### WHAT IS REQUIRED
Your answer should be the lines below from the one holding "# Target: exposed wooden ceiling beam" through the one holding "# Target: wooden shelf unit", copied exactly and with nothing else.

### DATA FOR ANALYSIS
********************
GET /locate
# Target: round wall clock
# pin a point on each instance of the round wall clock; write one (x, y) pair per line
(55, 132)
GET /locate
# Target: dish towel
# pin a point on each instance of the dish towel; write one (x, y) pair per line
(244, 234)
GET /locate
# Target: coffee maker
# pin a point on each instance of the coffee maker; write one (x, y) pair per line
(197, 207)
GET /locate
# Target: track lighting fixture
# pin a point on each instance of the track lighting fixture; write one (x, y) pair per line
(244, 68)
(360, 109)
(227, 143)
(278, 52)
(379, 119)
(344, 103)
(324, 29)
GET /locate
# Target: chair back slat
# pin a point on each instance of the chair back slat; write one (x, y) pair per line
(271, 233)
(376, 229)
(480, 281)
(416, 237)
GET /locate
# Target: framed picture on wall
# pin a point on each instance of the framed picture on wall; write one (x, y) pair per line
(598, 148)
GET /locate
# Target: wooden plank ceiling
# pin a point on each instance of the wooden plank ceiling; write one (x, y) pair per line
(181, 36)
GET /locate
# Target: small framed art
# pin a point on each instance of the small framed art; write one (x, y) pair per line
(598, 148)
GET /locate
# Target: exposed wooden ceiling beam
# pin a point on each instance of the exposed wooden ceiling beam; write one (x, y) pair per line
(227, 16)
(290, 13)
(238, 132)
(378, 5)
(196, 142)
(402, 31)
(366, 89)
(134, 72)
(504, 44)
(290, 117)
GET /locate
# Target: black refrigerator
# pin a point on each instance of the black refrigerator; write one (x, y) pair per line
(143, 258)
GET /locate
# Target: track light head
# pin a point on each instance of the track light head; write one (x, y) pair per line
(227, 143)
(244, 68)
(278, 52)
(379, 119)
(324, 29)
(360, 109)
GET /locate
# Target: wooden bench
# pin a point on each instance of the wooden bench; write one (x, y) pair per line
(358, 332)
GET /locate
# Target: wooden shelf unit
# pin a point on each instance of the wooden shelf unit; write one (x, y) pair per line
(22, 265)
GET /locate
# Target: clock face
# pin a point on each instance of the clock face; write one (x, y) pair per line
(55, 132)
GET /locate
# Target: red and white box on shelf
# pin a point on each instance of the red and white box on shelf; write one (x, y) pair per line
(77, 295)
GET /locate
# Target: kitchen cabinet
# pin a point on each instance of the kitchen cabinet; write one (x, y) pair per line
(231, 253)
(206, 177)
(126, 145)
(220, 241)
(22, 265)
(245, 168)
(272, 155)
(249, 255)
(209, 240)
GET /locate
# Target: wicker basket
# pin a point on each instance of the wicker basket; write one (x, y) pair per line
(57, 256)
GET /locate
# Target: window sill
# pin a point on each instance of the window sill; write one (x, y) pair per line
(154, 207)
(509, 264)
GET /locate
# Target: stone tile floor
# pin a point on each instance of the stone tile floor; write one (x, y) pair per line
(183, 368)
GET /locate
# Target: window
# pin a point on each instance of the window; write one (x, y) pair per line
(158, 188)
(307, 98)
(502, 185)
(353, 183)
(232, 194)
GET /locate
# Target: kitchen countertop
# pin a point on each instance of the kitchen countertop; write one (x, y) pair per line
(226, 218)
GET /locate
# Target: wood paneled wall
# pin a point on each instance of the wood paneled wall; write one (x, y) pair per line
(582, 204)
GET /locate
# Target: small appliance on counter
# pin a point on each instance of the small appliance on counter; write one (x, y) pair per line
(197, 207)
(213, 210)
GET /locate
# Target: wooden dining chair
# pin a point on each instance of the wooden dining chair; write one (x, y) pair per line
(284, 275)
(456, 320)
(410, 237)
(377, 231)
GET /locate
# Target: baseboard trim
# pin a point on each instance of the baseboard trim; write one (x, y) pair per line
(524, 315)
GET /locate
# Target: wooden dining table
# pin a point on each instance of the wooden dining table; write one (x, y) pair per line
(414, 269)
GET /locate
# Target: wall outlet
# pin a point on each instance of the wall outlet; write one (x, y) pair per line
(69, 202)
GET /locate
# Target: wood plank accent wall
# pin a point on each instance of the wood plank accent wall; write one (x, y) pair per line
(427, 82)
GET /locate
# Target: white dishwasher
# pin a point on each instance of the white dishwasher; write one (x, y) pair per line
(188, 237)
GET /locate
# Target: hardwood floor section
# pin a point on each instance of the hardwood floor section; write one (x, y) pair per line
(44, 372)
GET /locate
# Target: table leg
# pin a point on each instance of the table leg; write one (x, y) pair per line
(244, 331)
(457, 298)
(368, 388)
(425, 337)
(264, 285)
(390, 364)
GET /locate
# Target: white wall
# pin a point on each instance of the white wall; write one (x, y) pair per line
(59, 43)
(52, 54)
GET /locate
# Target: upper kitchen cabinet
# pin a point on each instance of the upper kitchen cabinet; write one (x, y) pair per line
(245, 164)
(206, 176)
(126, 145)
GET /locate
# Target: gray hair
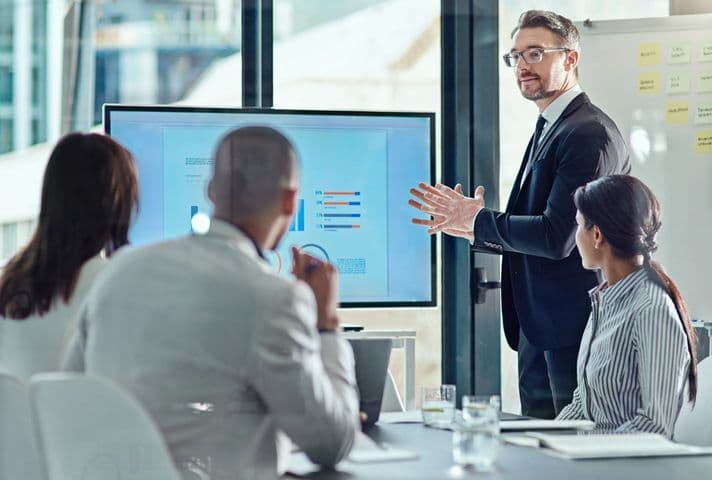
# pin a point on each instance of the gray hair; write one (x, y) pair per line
(252, 167)
(559, 25)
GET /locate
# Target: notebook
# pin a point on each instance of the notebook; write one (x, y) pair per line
(614, 445)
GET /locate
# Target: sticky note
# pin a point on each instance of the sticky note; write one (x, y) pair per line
(704, 81)
(703, 142)
(649, 54)
(648, 83)
(703, 113)
(678, 82)
(679, 53)
(676, 113)
(706, 52)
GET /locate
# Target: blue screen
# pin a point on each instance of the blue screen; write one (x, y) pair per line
(356, 170)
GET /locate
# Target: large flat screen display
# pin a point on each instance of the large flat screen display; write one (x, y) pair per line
(356, 170)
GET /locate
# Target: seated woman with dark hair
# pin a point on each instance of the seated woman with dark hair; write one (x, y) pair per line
(639, 347)
(89, 194)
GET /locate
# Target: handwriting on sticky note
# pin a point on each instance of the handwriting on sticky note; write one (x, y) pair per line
(706, 52)
(648, 83)
(703, 113)
(703, 142)
(679, 53)
(676, 113)
(649, 54)
(678, 82)
(704, 81)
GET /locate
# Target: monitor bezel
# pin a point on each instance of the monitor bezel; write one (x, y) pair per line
(108, 108)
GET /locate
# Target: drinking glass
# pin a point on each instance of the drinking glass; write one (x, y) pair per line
(438, 405)
(476, 438)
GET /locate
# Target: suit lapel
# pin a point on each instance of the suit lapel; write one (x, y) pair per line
(548, 136)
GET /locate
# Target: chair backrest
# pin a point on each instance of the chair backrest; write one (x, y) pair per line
(19, 453)
(91, 429)
(694, 425)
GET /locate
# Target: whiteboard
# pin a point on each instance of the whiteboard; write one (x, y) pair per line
(654, 78)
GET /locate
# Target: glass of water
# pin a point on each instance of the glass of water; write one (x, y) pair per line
(476, 439)
(438, 405)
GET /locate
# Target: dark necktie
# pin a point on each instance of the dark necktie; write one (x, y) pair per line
(535, 142)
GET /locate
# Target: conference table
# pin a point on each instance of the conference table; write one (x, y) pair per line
(434, 449)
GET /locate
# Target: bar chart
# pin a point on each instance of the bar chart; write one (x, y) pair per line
(339, 210)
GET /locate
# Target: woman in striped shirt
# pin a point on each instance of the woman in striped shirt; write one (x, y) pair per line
(638, 348)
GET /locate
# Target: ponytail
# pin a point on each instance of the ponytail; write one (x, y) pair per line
(657, 274)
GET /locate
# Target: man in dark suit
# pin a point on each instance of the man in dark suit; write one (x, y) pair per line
(545, 302)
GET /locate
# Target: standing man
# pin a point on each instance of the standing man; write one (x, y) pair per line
(225, 354)
(545, 302)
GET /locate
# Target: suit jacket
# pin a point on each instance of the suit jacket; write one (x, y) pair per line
(544, 286)
(223, 352)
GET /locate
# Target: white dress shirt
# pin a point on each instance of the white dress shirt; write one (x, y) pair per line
(37, 343)
(224, 353)
(551, 114)
(633, 361)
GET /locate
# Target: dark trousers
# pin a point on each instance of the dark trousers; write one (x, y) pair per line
(547, 378)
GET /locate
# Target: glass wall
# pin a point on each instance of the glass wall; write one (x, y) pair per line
(61, 60)
(518, 115)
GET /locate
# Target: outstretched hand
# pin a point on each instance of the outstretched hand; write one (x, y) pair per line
(450, 210)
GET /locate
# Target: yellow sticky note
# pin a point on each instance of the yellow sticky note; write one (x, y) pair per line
(678, 82)
(706, 52)
(704, 81)
(648, 83)
(679, 53)
(703, 113)
(676, 113)
(703, 142)
(649, 54)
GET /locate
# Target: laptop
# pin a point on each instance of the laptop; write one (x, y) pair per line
(372, 356)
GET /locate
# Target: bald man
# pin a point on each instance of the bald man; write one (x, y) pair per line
(227, 355)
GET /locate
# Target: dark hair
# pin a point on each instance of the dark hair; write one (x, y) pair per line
(628, 215)
(89, 194)
(559, 25)
(252, 166)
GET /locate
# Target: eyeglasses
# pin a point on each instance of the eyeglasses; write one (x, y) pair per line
(530, 55)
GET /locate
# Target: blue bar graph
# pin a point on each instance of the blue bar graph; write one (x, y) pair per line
(297, 224)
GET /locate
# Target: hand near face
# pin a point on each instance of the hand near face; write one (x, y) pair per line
(451, 211)
(323, 279)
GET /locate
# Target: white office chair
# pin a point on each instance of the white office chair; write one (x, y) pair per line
(90, 429)
(694, 426)
(19, 454)
(391, 399)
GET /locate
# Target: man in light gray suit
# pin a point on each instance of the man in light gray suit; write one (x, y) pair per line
(225, 354)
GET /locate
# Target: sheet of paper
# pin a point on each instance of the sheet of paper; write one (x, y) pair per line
(580, 446)
(649, 83)
(367, 451)
(648, 54)
(679, 53)
(678, 82)
(411, 416)
(677, 113)
(528, 425)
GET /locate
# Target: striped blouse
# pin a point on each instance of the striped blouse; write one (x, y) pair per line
(633, 362)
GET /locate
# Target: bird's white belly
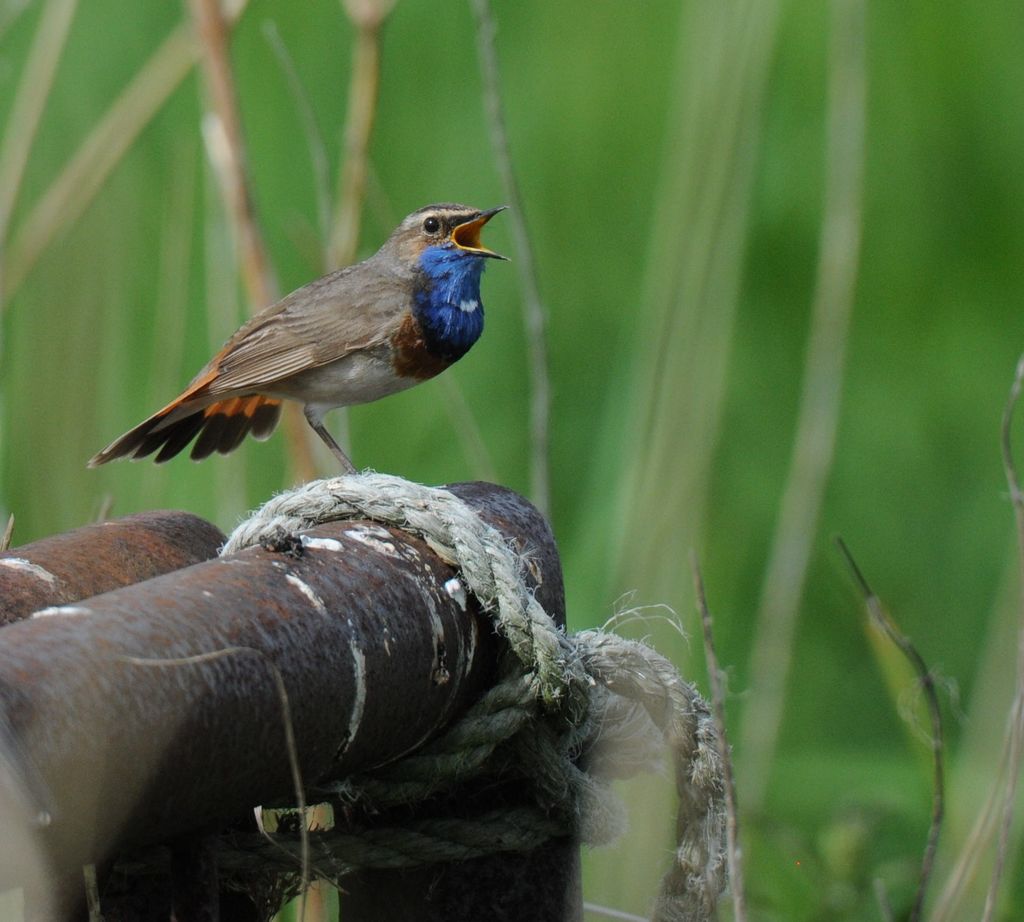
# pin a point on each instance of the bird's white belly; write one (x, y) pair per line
(358, 378)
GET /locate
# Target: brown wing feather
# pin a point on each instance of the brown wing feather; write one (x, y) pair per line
(345, 311)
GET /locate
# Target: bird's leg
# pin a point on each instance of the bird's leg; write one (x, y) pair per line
(315, 419)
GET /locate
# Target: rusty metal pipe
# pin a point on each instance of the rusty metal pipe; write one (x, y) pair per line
(99, 557)
(365, 625)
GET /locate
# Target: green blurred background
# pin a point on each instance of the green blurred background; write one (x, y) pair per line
(673, 164)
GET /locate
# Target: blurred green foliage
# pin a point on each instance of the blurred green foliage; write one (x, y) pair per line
(131, 298)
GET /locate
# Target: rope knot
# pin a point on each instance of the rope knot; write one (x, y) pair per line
(590, 699)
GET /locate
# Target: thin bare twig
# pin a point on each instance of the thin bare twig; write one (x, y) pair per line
(972, 851)
(882, 620)
(535, 313)
(102, 149)
(30, 99)
(715, 676)
(1015, 737)
(819, 404)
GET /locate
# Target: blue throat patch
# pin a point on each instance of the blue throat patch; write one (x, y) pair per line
(448, 304)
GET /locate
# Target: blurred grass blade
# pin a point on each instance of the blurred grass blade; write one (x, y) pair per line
(671, 407)
(535, 315)
(674, 407)
(100, 152)
(814, 443)
(30, 99)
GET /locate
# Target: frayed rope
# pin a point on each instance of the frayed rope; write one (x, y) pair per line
(590, 697)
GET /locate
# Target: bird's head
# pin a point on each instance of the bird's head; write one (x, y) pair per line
(442, 235)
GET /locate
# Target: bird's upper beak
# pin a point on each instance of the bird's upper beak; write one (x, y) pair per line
(467, 235)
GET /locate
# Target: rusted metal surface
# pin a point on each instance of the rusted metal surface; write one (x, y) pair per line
(99, 557)
(372, 639)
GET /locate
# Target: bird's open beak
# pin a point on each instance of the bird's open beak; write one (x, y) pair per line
(467, 236)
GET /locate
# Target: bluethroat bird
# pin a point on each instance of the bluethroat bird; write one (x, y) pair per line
(360, 333)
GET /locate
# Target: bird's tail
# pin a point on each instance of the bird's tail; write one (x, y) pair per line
(220, 427)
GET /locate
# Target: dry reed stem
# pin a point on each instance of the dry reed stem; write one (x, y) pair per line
(814, 443)
(30, 99)
(364, 90)
(230, 159)
(314, 139)
(535, 313)
(881, 619)
(228, 155)
(1014, 743)
(733, 850)
(101, 151)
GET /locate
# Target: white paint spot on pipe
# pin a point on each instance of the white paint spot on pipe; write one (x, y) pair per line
(323, 543)
(359, 700)
(23, 566)
(69, 611)
(457, 591)
(308, 592)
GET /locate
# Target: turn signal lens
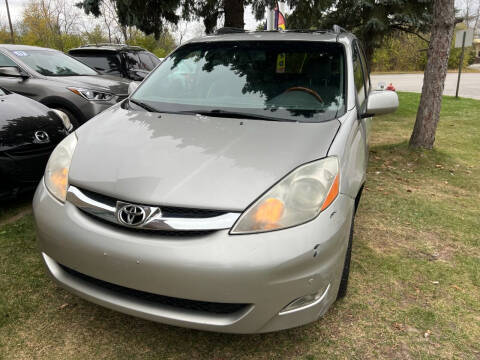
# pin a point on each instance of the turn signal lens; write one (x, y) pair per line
(297, 198)
(58, 166)
(268, 213)
(332, 194)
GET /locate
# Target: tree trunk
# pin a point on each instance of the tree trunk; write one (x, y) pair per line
(428, 114)
(233, 13)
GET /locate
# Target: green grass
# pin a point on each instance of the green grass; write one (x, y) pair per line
(415, 280)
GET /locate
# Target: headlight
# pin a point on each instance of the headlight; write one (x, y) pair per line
(297, 198)
(92, 95)
(65, 119)
(58, 166)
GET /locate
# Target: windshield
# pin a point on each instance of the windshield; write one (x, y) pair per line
(53, 63)
(300, 81)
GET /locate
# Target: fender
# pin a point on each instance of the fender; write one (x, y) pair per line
(57, 101)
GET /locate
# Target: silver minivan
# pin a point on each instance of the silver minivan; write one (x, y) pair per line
(221, 194)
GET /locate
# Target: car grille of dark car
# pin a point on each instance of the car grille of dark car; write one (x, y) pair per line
(185, 304)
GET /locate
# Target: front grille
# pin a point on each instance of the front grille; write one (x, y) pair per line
(184, 304)
(184, 234)
(31, 150)
(167, 211)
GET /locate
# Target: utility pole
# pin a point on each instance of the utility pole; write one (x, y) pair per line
(460, 64)
(10, 22)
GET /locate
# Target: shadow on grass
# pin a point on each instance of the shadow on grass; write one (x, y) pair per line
(402, 150)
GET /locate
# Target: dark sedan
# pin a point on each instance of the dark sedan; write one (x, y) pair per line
(29, 131)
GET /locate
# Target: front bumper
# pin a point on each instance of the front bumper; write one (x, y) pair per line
(263, 271)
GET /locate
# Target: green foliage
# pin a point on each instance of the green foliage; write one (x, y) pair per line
(96, 36)
(407, 52)
(161, 47)
(370, 20)
(148, 16)
(400, 52)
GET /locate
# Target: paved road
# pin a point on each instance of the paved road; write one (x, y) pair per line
(469, 83)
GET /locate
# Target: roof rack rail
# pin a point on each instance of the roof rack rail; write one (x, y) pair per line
(338, 29)
(104, 44)
(229, 30)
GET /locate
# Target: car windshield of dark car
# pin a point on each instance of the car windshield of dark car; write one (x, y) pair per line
(104, 62)
(299, 81)
(53, 63)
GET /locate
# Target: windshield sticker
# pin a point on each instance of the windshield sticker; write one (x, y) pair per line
(20, 53)
(281, 63)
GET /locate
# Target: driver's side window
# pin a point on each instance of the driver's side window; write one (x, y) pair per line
(359, 79)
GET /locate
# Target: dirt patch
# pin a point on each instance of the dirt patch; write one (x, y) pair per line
(385, 238)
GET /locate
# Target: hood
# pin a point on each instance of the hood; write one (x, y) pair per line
(107, 83)
(22, 117)
(191, 161)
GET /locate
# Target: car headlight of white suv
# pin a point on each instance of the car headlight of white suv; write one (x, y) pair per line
(296, 199)
(58, 166)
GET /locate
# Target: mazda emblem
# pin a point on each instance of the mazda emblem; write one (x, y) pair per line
(131, 215)
(41, 137)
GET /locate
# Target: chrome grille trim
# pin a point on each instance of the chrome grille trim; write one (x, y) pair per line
(155, 221)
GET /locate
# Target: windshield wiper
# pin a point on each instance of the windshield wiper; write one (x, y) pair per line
(143, 105)
(234, 114)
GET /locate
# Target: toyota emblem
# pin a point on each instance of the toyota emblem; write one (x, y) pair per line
(131, 215)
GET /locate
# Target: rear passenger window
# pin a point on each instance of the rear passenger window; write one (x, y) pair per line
(365, 69)
(359, 78)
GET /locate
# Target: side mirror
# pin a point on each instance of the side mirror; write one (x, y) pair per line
(382, 102)
(137, 75)
(132, 87)
(12, 71)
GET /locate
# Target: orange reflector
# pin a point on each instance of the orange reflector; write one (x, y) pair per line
(269, 212)
(332, 194)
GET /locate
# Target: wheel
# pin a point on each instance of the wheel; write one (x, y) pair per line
(342, 290)
(72, 117)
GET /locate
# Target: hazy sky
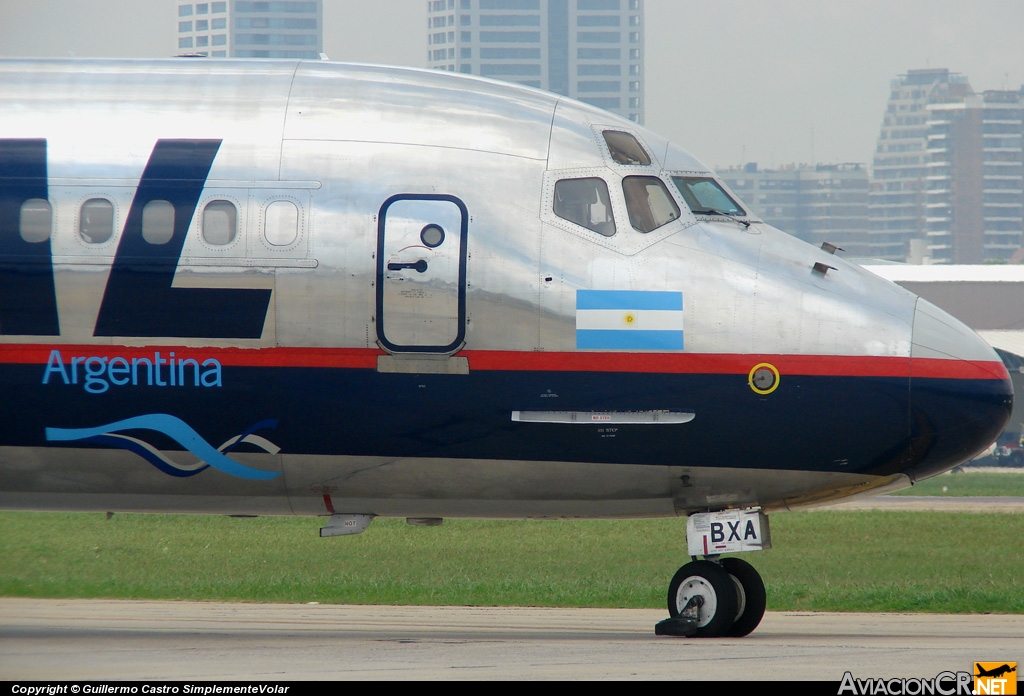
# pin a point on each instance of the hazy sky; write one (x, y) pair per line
(732, 81)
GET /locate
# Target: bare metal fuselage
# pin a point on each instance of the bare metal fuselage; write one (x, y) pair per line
(345, 362)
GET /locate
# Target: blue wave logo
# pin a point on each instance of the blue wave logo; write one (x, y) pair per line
(180, 432)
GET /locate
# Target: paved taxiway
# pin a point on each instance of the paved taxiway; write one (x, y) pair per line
(105, 640)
********************
### TASK RESULT
# Target: exposed wooden ceiling beam
# pin a point on each instance of the exposed wooden ceiling beam; write one (x, y) pair per line
(227, 16)
(290, 13)
(238, 132)
(378, 5)
(196, 142)
(402, 31)
(366, 89)
(134, 72)
(504, 44)
(290, 117)
GET /locate
# Target: black refrigerator
# pin a point on each instance of the black refrigerator; write one (x, y) pair per line
(143, 258)
GET /locate
# Target: track light head
# pin a point on each instance of the track light head; write one (x, y) pair per line
(227, 143)
(244, 68)
(278, 52)
(379, 119)
(324, 29)
(360, 109)
GET /locate
# Target: wooden bench
# pin a point on each instance of the wooden bench; write one (x, y) pair per line
(358, 332)
GET /locate
# Target: wooden shelf unit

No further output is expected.